Tareas del ejercicio
a – Responde, a partir del texto sobre Elsinore, estas preguntas:
(i) ¿En qué estación del año se releyó Elsinore?
(ii) ¿Qué cargo ocupa Daniel Orizaga Doguim?
(iii) ¿Quién es el autor de "Confesiones de otra máscara"?
b – Indica si cada afirmación concuerda con el texto sobre Elsinore, respondiendo sí o no y citando las palabras del texto que lo deciden.
(i) Elsinore fue el castillo imperial de Dinamarca.
(ii) Cámara Nocturna se publicó en 2011 en Tierra Adentro.
(iii) El primer texto del volumen trata sobre el Elizondo de edad madura.
c – Extrae del texto sobre Elsinore el fragmento que va desde "Este verano" hasta "diarios y Elsinore.", ambos incluidos.

Texto proporcionado
* * *

Por Eloy Caloca Lafont

Este verano
releí Elsinore: un cuaderno por dos
razones: 1) El rema o motivo de Elsinore, según apenas descubrí, viene de Hamlet, pues Elsinore fue
el castillo imperial de Dinamarca. Leyendo con mis alumnas de Literatura
Clásica la historia del príncipe shakesperiano, me decidí encontrar paralelos
entre la narrativa de Elizondo y la obra de teatro, pero eso sería motivo de
otro ensayo. 2) La relectura fungió también como la celebración de que mi amigo
Daniel Orizaga Doguim, coordinador de Letras Hispanoamericanas de la UAQ, haya
publicado el colectivo de ensayos Cámara
Nocturna (Tierra Adentro, 2011), sobre
la obra de Salvador Elizondo; volumen cuyo primer texto, Confesiones de otra máscara, de Pablo Martínez Lozada, trata sobre
el Elizondo más joven, el que aparece, no como escritor sino como “personaje”:
el niño de la autobiografía, los cuentos, los diarios y Elsinore.

* * *

Filas proporcionadas

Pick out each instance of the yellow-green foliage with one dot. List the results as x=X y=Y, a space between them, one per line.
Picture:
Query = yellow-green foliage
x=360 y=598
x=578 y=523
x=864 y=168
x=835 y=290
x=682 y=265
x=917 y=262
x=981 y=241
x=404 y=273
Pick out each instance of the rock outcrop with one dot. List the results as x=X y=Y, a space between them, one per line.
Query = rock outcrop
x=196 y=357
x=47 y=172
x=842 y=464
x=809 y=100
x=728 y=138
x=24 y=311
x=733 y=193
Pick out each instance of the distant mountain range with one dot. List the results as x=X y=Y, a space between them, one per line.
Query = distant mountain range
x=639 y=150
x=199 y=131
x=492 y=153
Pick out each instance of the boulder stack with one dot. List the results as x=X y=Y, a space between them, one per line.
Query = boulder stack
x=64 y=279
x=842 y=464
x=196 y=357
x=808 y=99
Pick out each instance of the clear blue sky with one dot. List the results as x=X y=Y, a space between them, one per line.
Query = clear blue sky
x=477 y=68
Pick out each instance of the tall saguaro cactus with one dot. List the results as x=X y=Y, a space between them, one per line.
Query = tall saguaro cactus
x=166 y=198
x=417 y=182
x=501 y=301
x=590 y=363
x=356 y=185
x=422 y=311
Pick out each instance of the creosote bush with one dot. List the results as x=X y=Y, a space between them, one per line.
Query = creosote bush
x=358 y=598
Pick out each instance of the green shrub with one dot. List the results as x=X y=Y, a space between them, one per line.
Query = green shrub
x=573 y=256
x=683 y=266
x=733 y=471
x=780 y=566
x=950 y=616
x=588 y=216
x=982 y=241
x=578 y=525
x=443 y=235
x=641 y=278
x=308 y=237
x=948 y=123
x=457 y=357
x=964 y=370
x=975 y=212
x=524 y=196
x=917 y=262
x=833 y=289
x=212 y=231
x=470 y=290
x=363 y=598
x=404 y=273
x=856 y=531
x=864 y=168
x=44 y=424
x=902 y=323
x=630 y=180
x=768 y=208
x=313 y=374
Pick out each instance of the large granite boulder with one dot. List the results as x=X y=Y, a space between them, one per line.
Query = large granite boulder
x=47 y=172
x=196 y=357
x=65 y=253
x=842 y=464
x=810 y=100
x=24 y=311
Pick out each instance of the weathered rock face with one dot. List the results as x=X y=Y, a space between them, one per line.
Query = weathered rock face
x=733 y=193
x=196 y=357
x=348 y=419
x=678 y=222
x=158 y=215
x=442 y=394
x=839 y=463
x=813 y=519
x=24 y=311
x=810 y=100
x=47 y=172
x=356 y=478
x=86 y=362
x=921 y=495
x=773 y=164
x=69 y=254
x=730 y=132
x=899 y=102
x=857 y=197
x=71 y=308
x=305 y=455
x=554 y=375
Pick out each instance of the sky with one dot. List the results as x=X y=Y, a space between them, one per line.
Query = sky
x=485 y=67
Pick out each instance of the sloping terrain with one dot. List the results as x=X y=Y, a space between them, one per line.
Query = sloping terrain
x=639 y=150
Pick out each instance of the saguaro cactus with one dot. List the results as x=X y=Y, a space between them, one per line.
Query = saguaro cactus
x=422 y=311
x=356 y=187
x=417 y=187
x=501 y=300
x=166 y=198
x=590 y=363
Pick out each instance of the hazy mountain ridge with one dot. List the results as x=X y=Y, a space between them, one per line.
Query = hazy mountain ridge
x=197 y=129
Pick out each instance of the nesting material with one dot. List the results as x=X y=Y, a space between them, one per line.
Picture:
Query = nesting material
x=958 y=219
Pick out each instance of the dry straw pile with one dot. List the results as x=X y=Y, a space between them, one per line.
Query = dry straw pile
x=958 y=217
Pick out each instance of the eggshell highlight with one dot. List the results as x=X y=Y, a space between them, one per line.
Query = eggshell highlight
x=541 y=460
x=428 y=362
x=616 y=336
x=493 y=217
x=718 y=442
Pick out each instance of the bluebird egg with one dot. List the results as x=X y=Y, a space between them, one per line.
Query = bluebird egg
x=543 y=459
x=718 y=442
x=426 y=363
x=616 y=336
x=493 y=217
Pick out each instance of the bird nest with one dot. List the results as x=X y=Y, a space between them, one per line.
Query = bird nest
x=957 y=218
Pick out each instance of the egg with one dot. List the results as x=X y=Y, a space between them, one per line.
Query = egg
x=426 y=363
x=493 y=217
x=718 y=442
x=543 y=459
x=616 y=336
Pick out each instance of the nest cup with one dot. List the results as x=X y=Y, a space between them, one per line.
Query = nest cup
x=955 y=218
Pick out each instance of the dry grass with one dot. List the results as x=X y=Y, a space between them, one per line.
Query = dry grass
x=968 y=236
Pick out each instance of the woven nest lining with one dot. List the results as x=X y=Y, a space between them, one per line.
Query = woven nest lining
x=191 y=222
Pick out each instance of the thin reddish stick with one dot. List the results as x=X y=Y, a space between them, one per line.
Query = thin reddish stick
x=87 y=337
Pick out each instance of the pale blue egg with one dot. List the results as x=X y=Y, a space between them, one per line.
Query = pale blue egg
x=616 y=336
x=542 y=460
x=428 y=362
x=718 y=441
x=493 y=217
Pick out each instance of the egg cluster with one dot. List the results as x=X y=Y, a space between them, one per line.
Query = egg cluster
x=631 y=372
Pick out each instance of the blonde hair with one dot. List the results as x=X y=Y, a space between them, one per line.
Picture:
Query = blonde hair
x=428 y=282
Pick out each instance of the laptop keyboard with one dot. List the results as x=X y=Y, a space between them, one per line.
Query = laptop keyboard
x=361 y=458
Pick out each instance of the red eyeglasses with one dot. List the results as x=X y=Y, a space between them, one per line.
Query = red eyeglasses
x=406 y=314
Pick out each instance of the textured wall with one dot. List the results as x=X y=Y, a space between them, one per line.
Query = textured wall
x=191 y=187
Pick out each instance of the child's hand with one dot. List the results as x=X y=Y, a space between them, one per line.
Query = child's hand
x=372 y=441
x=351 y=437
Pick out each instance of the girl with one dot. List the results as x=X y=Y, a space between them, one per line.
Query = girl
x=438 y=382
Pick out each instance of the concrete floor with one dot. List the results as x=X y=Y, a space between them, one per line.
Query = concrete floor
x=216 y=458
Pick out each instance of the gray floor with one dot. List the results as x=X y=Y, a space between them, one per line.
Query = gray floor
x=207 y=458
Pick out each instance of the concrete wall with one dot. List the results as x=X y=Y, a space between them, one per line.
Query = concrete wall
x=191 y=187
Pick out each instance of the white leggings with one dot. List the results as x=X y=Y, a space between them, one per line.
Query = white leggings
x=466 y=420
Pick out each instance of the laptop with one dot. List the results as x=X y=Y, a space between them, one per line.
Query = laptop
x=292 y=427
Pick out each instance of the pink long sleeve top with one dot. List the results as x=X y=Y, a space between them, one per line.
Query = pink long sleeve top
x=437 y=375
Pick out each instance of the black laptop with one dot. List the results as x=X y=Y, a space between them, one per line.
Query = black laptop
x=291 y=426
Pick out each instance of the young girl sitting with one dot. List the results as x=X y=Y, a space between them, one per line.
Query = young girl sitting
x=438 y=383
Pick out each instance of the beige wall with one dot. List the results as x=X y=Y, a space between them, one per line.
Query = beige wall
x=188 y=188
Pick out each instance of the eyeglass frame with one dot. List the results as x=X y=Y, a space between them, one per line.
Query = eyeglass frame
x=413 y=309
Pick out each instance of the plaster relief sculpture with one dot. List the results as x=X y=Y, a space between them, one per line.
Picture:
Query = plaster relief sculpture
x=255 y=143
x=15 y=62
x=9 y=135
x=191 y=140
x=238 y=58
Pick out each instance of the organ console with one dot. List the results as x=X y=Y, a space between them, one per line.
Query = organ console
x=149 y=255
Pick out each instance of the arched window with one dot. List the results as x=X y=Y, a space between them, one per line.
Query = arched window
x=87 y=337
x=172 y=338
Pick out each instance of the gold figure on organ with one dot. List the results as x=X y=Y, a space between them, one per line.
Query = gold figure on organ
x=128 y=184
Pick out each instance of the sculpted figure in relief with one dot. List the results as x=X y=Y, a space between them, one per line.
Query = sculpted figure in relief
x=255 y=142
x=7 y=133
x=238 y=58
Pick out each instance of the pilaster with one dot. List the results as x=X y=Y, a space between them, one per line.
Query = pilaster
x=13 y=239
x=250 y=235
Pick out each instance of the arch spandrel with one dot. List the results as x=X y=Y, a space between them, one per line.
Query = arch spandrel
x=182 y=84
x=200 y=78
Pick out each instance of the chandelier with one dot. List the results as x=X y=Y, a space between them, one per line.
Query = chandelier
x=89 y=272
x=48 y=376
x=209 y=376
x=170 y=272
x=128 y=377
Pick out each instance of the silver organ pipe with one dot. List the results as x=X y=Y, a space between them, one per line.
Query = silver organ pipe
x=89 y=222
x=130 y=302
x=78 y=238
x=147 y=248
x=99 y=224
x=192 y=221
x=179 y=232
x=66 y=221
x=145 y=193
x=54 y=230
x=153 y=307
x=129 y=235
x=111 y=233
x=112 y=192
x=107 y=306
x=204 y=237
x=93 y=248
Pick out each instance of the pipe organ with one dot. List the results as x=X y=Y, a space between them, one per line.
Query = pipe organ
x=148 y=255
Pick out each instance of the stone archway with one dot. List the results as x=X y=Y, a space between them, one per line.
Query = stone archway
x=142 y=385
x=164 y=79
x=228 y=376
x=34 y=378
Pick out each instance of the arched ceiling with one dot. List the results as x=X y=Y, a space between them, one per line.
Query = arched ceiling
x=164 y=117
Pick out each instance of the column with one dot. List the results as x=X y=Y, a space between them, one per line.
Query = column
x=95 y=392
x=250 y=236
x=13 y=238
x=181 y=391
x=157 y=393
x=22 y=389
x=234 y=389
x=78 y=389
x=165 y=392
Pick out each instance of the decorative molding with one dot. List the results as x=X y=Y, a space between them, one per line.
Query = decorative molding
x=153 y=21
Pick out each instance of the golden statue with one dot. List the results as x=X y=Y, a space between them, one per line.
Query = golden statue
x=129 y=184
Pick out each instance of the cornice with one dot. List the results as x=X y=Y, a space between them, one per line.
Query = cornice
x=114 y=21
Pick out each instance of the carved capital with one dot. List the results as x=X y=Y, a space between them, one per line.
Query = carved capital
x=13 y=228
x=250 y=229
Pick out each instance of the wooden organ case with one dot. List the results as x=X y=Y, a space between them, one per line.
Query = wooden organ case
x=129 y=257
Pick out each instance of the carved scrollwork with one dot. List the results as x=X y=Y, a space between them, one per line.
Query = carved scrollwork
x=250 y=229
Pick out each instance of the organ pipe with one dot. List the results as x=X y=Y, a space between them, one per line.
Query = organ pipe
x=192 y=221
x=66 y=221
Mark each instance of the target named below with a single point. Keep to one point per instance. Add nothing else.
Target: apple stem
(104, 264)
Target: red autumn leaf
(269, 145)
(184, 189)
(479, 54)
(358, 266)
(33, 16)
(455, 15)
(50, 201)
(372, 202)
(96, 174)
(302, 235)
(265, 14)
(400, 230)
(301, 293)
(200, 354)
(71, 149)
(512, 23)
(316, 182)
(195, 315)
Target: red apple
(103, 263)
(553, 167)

* * *

Soluciones por tarea
a –
(i) En verano.
(ii) Es coordinador de Letras Hispanoamericanas de la UAQ.
(iii) Pablo Martínez Lozada.

b –
(i) Sí: "Elsinore fue el castillo imperial de Dinamarca".
(ii) Sí: "(Tierra Adentro, 2011)".
(iii) No: "trata sobre el Elizondo más joven".

c –
Este verano
releí Elsinore: un cuaderno por dos
razones: 1) El rema o motivo de Elsinore, según apenas descubrí, viene de Hamlet, pues Elsinore fue
el castillo imperial de Dinamarca. Leyendo con mis alumnas de Literatura
Clásica la historia del príncipe shakesperiano, me decidí encontrar paralelos
entre la narrativa de Elizondo y la obra de teatro, pero eso sería motivo de
otro ensayo. 2) La relectura fungió también como la celebración de que mi amigo
Daniel Orizaga Doguim, coordinador de Letras Hispanoamericanas de la UAQ, haya
publicado el colectivo de ensayos Cámara
Nocturna (Tierra Adentro, 2011), sobre
la obra de Salvador Elizondo; volumen cuyo primer texto, Confesiones de otra máscara, de Pablo Martínez Lozada, trata sobre
el Elizondo más joven, el que aparece, no como escritor sino como “personaje”:
el niño de la autobiografía, los cuentos, los diarios y Elsinore.